### Required work
Your answer must contain each line of the data, copied exactly.

### Supplied records
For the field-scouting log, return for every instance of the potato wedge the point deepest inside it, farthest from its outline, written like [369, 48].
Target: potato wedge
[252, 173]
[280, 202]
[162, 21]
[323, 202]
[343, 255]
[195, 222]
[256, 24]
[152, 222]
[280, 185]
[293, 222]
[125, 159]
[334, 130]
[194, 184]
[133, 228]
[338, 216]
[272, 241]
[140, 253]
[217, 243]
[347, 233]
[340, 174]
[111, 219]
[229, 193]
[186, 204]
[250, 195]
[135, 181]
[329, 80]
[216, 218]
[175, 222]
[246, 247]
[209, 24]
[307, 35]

### Task result
For the field-scouting log, return for every instance of the potato wedge the point deepest inside it, farthest from its outline, written like [369, 48].
Target: potato wedge
[252, 173]
[280, 202]
[162, 21]
[323, 202]
[343, 255]
[195, 222]
[256, 24]
[152, 222]
[280, 185]
[293, 222]
[125, 159]
[334, 130]
[194, 184]
[133, 228]
[338, 216]
[272, 241]
[140, 253]
[217, 243]
[347, 233]
[340, 174]
[111, 219]
[229, 193]
[186, 204]
[250, 195]
[135, 181]
[329, 80]
[216, 218]
[175, 222]
[246, 247]
[209, 24]
[307, 35]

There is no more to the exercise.